### WHAT YOU HAVE TO DO
Revise each of the rows below by replacing every occurrence of "tight bounding box" with "precise bounding box". Leave all other text unchanged.

### DATASET CONTENT
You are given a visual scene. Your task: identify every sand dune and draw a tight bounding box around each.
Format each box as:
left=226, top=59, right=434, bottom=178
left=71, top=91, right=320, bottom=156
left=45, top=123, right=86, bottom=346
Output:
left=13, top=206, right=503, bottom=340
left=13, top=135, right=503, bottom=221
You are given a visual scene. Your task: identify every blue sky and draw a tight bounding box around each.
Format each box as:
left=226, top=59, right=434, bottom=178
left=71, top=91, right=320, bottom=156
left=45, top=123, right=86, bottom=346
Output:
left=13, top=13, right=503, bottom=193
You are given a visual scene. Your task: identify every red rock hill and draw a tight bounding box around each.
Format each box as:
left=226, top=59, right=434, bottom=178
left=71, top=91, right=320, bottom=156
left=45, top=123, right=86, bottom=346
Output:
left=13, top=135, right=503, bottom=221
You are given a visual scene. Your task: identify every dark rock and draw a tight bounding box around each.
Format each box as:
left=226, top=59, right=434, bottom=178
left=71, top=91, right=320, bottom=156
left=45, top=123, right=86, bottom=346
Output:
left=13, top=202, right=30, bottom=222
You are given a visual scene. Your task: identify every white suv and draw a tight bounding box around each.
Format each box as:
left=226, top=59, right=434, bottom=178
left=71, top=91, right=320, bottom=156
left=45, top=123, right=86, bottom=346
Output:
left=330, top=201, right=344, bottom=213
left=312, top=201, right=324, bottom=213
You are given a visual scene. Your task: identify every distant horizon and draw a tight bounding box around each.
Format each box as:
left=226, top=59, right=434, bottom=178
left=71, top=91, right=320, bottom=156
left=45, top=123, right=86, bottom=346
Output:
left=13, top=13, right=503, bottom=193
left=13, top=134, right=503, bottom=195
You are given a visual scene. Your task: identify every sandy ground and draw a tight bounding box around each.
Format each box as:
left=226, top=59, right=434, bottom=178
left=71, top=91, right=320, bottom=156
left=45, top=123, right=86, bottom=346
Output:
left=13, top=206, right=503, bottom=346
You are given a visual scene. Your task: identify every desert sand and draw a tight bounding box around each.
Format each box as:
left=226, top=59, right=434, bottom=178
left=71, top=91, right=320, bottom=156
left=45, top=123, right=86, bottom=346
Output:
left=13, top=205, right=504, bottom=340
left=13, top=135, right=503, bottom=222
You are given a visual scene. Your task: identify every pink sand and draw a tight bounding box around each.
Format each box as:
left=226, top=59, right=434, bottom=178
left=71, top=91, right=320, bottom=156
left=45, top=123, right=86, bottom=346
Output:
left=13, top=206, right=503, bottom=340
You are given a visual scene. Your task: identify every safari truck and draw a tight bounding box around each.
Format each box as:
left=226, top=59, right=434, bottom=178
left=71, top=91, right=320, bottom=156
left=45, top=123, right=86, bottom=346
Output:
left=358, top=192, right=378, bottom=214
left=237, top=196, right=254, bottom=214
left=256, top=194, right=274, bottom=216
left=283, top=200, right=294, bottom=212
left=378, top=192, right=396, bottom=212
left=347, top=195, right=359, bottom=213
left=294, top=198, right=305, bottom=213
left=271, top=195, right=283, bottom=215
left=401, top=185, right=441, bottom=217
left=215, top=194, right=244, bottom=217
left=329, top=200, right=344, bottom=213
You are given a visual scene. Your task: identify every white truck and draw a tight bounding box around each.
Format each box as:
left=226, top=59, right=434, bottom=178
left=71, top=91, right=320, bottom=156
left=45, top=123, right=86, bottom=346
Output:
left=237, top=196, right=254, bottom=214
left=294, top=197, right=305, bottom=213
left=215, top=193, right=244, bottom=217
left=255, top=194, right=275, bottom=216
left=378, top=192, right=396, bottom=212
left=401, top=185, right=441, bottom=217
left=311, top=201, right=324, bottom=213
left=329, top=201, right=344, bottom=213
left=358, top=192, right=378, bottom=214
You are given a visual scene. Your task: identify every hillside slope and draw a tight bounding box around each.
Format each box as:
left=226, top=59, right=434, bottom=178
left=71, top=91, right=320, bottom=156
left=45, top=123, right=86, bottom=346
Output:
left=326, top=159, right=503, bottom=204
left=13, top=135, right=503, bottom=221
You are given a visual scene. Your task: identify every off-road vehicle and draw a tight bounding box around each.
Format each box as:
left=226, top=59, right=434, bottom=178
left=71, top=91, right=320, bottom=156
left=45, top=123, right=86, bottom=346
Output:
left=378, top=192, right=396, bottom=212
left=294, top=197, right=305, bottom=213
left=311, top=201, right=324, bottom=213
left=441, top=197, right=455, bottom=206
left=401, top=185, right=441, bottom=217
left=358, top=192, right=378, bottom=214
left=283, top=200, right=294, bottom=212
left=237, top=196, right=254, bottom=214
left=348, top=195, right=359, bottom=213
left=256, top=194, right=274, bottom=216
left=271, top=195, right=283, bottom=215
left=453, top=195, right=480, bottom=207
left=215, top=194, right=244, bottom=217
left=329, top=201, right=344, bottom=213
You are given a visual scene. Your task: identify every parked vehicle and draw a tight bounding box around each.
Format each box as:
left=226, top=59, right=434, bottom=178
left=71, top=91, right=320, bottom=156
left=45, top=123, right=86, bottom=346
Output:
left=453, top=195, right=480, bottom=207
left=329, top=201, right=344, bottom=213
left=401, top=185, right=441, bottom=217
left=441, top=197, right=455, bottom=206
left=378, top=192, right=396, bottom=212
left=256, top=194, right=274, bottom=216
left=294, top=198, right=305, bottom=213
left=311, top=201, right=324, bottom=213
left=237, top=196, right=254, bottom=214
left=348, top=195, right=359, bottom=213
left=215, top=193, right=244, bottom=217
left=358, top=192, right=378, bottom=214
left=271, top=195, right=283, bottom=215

### RIGHT ANSWER
You are given a visual scene. Your task: identify every sand dune and draw a precise bounding box around each.
Format each box as:
left=226, top=59, right=434, bottom=178
left=71, top=91, right=320, bottom=156
left=45, top=123, right=86, bottom=346
Output:
left=13, top=206, right=503, bottom=340
left=13, top=135, right=503, bottom=221
You are given a visual scene. Your task: identify every blue sky and draw a precise bounding box around each.
Format each box as:
left=226, top=59, right=434, bottom=178
left=71, top=91, right=320, bottom=156
left=45, top=123, right=86, bottom=346
Output:
left=13, top=13, right=503, bottom=193
You are given a visual scene. Your task: identify every red rock hill and draw a precise bounding box around each.
Format each box as:
left=226, top=59, right=434, bottom=178
left=71, top=91, right=320, bottom=156
left=45, top=123, right=86, bottom=346
Output:
left=13, top=135, right=503, bottom=221
You are given a visual scene. Your task: identify every dark rock and draw a precise bounding box around each.
Format each box as:
left=226, top=59, right=434, bottom=178
left=71, top=91, right=320, bottom=156
left=45, top=123, right=86, bottom=346
Output:
left=13, top=202, right=30, bottom=222
You are given a visual scene. Your task: identify every white suv and draw a precise bounding box around each.
Format each box as:
left=226, top=59, right=434, bottom=178
left=71, top=91, right=320, bottom=156
left=45, top=123, right=86, bottom=346
Output:
left=330, top=201, right=344, bottom=213
left=312, top=201, right=324, bottom=213
You are given a visual scene. Your task: identify every distant horizon and draw a precise bounding box around each.
Format each box as:
left=226, top=59, right=434, bottom=178
left=71, top=91, right=320, bottom=156
left=45, top=123, right=86, bottom=346
Output:
left=13, top=13, right=503, bottom=193
left=13, top=134, right=503, bottom=195
You are given a visual scene. Your task: identify every sandy ground and draw a precise bounding box around each.
Format each box as:
left=226, top=59, right=434, bottom=178
left=71, top=91, right=320, bottom=156
left=45, top=123, right=86, bottom=346
Output:
left=13, top=206, right=503, bottom=346
You are given a visual scene. Your task: identify every desert sand and draw a precise bounding box around each.
Format each box as:
left=226, top=59, right=434, bottom=178
left=71, top=91, right=320, bottom=156
left=45, top=123, right=86, bottom=346
Output:
left=13, top=205, right=504, bottom=340
left=13, top=135, right=503, bottom=222
You are given a visual scene. Your task: identify every pink sand and draw a precise bounding box around each.
Format each box as:
left=226, top=59, right=434, bottom=178
left=71, top=91, right=320, bottom=156
left=45, top=123, right=86, bottom=346
Output:
left=13, top=206, right=503, bottom=340
You are given a visual scene. Your task: identify every safari truck and draw a precise bounding box around each.
Format each box as:
left=226, top=59, right=434, bottom=178
left=71, top=91, right=320, bottom=156
left=45, top=123, right=86, bottom=346
Output:
left=358, top=192, right=378, bottom=214
left=237, top=196, right=254, bottom=214
left=256, top=194, right=274, bottom=216
left=283, top=200, right=294, bottom=212
left=378, top=192, right=396, bottom=212
left=347, top=195, right=359, bottom=213
left=294, top=198, right=305, bottom=213
left=271, top=195, right=283, bottom=215
left=401, top=185, right=441, bottom=217
left=215, top=194, right=244, bottom=217
left=329, top=200, right=344, bottom=213
You are given a visual scene. Your task: identify every white truck and draw a precise bounding box around each.
Format each box as:
left=226, top=59, right=434, bottom=178
left=71, top=91, right=320, bottom=156
left=45, top=123, right=86, bottom=346
Output:
left=237, top=196, right=254, bottom=214
left=294, top=197, right=305, bottom=213
left=215, top=193, right=244, bottom=217
left=255, top=194, right=275, bottom=216
left=378, top=192, right=396, bottom=212
left=401, top=185, right=441, bottom=217
left=311, top=201, right=324, bottom=213
left=329, top=201, right=344, bottom=213
left=358, top=192, right=378, bottom=214
You are given a visual scene. Your task: identify every hillside slope and draw a precise bounding box around each.
Format each box as:
left=226, top=59, right=434, bottom=178
left=71, top=91, right=320, bottom=156
left=45, top=123, right=86, bottom=346
Output:
left=326, top=159, right=503, bottom=204
left=13, top=135, right=503, bottom=221
You are given a visual scene. Your task: identify every off-road vehicle and draw a precise bounding box around each.
Format each box as:
left=226, top=59, right=434, bottom=178
left=71, top=91, right=320, bottom=156
left=45, top=123, right=86, bottom=346
Output:
left=378, top=192, right=396, bottom=212
left=294, top=197, right=305, bottom=213
left=311, top=201, right=324, bottom=213
left=441, top=197, right=455, bottom=206
left=401, top=185, right=441, bottom=217
left=358, top=192, right=378, bottom=214
left=283, top=200, right=294, bottom=212
left=237, top=196, right=254, bottom=214
left=348, top=195, right=359, bottom=213
left=256, top=194, right=274, bottom=216
left=271, top=195, right=283, bottom=215
left=453, top=195, right=480, bottom=207
left=215, top=194, right=244, bottom=217
left=329, top=201, right=344, bottom=213
You are given a visual scene. Your task: identify every parked vehicle and draw a precise bounding box around each.
Format each box as:
left=226, top=59, right=434, bottom=178
left=71, top=91, right=320, bottom=156
left=45, top=123, right=86, bottom=346
Output:
left=453, top=195, right=480, bottom=207
left=329, top=201, right=344, bottom=213
left=401, top=185, right=441, bottom=217
left=441, top=197, right=455, bottom=206
left=378, top=192, right=396, bottom=212
left=256, top=194, right=274, bottom=216
left=294, top=198, right=305, bottom=213
left=311, top=201, right=324, bottom=213
left=237, top=196, right=254, bottom=214
left=348, top=195, right=359, bottom=213
left=215, top=193, right=244, bottom=217
left=358, top=192, right=378, bottom=214
left=271, top=195, right=283, bottom=215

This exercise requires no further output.